Exercise:
Return the full listing exactly as it is written.

Input rows:
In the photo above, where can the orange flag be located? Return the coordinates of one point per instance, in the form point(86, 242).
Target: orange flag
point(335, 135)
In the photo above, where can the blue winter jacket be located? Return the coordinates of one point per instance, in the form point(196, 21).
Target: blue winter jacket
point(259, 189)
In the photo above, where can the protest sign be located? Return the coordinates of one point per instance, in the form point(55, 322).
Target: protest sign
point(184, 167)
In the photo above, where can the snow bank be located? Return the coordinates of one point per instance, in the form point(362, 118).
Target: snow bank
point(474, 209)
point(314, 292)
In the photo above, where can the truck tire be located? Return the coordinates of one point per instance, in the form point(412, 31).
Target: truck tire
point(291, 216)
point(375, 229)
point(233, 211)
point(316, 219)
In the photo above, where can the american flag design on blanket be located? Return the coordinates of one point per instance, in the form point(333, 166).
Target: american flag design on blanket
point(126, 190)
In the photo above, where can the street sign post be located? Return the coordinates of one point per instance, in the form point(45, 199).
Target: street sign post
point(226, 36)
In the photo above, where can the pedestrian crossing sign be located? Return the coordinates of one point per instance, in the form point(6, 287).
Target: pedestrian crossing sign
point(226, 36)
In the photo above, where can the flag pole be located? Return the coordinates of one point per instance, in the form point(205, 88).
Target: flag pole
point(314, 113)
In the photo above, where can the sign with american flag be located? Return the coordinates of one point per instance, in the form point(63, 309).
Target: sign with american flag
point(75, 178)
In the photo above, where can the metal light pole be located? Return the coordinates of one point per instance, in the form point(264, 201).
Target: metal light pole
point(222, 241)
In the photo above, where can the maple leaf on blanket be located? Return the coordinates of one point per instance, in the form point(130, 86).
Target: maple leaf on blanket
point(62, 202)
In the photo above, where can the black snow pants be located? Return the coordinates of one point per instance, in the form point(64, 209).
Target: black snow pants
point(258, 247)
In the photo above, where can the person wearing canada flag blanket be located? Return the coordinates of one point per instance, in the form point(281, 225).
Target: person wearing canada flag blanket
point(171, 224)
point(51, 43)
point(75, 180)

Result below:
In the photo above, where can the orange flag be located? Return the coordinates of one point per instance, in the form point(86, 242).
Target: orange flag
point(335, 135)
In the photo above, where can the blue winter jacket be located? Return the coordinates of one point per instance, in the form point(196, 21).
Target: blue winter jacket
point(259, 189)
In the photo above, where can the protest sign be located? Return the coordinates of one point per instance, in the form point(55, 322).
Target: protest sign
point(184, 167)
In the photo above, where can the snow bank be located? Return the coordinates of one point per instance, in the form point(362, 118).
Target: snow bank
point(474, 209)
point(314, 292)
In the photo above, where can the truck tire be located? Return the coordinates of one point per instance, in the form point(412, 31).
Target: truck tire
point(291, 216)
point(375, 229)
point(233, 211)
point(316, 219)
In the photo above, where can the american flag design on blanket be located? Return the coordinates of one point per instance, in the form point(333, 166).
Target: american flag design on blanket
point(126, 190)
In the photo above, where can the street sign post be located? Return the coordinates of one point per instance, in the form point(45, 199).
Target: street sign post
point(226, 36)
In the photo above, where can the pedestrian crossing sign be located? Return the coordinates of one point per instance, in the form point(6, 287).
Target: pedestrian crossing sign
point(226, 36)
In the photo above, where can the flag pole be located? Return the coordinates of one point per instance, in the form point(205, 88).
Target: flag pole
point(314, 113)
In the photo above, where can the sign with american flag be located? Return the coordinates of one point per instance, in the form point(63, 309).
Target: sign with american flag
point(75, 178)
In the photo above, where can the metal light pole be located? Return the coordinates of one point per instance, in the form point(264, 201).
Target: metal light pole
point(222, 241)
In the photo above, where can the maple leaf on blanket be located? Return the coordinates of one point per instance, in the form point(130, 86).
Target: maple leaf on blanket
point(62, 202)
In the photo above, where can the black snow pants be located? Return the coordinates of one point per instance, in the form point(64, 209).
Target: black snow pants
point(258, 247)
In the photo above, where can the person wearing canada flag blanket be located? Return the coordinates of one point per instance, in the form point(281, 225).
Target: person wearing canada flag blanket
point(171, 224)
point(51, 43)
point(75, 180)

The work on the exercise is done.